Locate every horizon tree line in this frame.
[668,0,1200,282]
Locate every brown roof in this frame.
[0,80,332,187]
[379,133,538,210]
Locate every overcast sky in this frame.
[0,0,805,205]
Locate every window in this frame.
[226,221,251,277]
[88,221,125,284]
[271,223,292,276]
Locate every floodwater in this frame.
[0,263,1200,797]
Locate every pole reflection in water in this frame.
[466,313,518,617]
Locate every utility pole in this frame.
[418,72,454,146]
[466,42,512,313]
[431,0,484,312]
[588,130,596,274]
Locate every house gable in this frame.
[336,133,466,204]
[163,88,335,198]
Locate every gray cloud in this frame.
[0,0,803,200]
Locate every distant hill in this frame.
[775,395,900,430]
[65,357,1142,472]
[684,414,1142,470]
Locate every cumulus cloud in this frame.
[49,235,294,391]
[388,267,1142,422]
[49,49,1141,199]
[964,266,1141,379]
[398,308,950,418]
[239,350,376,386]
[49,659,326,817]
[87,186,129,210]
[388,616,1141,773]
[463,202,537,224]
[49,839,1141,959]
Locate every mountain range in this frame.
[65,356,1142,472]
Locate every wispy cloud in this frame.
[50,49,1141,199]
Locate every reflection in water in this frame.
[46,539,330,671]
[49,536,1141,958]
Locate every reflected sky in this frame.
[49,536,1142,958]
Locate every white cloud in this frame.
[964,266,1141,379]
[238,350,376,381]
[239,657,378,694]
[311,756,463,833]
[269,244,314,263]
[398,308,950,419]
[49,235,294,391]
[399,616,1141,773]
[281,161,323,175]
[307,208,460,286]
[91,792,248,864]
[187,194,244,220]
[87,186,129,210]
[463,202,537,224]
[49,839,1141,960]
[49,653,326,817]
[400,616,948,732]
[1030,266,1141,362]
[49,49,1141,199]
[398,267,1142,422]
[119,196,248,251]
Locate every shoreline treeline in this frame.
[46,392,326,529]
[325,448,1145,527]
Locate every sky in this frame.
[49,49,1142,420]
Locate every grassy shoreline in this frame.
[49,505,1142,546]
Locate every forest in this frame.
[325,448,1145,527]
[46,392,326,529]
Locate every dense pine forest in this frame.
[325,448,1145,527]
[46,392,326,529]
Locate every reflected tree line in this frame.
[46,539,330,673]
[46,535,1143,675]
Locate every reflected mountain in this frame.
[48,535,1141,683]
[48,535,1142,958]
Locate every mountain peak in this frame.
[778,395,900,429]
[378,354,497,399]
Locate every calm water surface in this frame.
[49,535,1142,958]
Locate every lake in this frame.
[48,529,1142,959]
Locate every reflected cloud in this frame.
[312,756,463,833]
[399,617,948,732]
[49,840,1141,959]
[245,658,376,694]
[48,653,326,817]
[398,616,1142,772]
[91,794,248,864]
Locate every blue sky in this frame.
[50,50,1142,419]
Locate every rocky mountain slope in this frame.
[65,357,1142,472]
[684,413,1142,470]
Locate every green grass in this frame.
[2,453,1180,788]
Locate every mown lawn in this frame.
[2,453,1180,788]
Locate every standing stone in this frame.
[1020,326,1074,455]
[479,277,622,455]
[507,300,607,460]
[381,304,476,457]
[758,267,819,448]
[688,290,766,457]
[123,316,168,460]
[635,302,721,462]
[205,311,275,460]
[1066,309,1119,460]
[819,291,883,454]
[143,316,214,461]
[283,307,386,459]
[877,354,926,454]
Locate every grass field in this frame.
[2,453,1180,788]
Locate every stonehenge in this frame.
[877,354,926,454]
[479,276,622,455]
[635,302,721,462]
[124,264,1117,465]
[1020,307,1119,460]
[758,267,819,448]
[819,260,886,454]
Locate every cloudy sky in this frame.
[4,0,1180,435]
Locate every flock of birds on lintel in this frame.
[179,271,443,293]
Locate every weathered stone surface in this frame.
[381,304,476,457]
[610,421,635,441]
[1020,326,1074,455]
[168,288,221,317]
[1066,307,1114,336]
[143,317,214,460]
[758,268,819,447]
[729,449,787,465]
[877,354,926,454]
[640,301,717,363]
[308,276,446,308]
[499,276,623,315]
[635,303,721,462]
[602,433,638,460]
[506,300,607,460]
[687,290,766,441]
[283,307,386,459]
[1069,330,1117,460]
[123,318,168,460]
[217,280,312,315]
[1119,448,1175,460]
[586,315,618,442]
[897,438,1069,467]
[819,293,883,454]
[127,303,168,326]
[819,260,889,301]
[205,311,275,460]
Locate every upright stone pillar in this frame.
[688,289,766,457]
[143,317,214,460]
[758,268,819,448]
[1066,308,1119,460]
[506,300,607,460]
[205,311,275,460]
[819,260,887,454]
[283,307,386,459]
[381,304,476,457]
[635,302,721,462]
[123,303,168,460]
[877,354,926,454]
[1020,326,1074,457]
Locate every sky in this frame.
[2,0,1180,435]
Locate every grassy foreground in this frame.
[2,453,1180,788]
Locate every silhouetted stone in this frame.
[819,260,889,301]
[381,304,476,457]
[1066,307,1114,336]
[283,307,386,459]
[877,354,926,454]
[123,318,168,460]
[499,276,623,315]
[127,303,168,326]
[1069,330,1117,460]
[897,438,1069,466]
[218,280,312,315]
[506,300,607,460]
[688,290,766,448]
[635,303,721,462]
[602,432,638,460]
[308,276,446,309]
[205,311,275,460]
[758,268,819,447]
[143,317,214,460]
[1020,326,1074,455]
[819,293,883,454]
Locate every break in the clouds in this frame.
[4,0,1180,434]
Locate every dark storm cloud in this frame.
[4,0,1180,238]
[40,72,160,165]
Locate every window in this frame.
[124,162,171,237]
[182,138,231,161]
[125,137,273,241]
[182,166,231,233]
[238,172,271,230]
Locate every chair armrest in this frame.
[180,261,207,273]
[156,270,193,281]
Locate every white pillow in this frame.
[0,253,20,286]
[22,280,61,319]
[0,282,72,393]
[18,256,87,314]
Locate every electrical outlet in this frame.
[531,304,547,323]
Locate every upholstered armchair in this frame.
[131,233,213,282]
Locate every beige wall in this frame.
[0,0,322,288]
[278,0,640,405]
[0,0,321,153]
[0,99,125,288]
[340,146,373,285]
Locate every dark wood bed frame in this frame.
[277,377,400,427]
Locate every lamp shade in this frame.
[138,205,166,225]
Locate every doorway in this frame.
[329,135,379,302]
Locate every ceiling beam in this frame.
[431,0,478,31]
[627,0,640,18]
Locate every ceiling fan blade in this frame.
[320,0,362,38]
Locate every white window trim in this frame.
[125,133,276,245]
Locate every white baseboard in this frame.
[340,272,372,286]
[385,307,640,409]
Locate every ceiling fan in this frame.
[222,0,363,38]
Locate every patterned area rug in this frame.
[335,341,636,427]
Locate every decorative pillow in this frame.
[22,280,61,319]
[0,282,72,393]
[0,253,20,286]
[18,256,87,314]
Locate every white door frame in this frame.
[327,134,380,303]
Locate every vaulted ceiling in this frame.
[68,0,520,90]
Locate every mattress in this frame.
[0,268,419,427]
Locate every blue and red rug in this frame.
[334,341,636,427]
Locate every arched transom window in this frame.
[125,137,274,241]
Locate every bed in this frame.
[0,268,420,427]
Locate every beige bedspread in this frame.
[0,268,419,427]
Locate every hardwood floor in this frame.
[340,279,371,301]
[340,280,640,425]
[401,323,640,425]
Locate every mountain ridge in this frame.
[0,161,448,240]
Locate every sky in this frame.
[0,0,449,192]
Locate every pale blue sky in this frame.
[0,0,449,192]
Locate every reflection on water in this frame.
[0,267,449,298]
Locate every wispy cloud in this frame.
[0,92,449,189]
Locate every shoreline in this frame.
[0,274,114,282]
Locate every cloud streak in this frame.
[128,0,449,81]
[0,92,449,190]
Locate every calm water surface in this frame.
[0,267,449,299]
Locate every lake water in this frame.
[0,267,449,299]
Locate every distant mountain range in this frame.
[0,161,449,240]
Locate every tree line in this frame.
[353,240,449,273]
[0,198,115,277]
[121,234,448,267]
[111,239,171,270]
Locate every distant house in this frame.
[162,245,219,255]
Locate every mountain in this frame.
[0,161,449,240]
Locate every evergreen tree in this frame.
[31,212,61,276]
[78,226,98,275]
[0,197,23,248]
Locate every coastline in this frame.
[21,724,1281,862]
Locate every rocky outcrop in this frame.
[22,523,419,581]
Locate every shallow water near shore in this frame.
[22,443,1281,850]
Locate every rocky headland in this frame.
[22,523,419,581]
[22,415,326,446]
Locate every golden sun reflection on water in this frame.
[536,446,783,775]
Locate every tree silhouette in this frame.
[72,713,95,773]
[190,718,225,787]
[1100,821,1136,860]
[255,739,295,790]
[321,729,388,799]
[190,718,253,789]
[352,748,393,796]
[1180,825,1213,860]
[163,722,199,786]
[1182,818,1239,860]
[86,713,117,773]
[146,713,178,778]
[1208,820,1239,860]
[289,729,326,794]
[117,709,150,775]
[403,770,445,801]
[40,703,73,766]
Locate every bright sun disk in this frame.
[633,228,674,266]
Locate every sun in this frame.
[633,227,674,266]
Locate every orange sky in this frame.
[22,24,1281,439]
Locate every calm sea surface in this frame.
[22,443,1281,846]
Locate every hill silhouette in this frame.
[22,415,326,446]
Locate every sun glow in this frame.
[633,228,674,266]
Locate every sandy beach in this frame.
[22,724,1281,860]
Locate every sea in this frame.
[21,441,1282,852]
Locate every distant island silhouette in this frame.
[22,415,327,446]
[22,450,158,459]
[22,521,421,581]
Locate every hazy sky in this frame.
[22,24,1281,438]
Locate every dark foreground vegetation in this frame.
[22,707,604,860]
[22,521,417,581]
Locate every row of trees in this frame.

» Problem statement: Copy the records word for word, from the line containing "Locate every rocky outcrop in this frame." through the line containing "[21,441,1282,852]", including both of those lines.

» Correct output:
Locate every rocky outcrop in this frame.
[22,523,419,581]
Locate every shallow water near shore in this frame.
[22,443,1281,850]
Locate every rocky headland in this frame.
[22,523,419,581]
[22,415,326,446]
Locate every golden sun reflection on water in this frame.
[536,446,783,775]
Locate every tree silhouette in this frame.
[72,713,95,773]
[190,718,225,787]
[1100,821,1136,860]
[255,739,295,790]
[321,729,388,799]
[190,718,253,789]
[352,748,393,796]
[1180,825,1213,860]
[163,722,199,786]
[1182,818,1239,860]
[86,713,117,773]
[146,713,178,778]
[1208,820,1239,860]
[289,729,326,794]
[117,709,150,775]
[403,770,445,801]
[40,703,73,766]
Locate every bright sun disk in this frame.
[633,228,674,266]
Locate every sun in this frame.
[633,227,674,266]
Locate every orange sky in this frame.
[22,24,1281,439]
Locate every calm sea surface in this frame.
[22,443,1281,846]
Locate every hill silhouette in this frame.
[22,415,326,446]
Locate every sun glow in this frame.
[633,228,674,266]
Locate every sandy beach in this frame.
[22,724,1281,860]
Locate every sea in this frame.
[21,441,1282,852]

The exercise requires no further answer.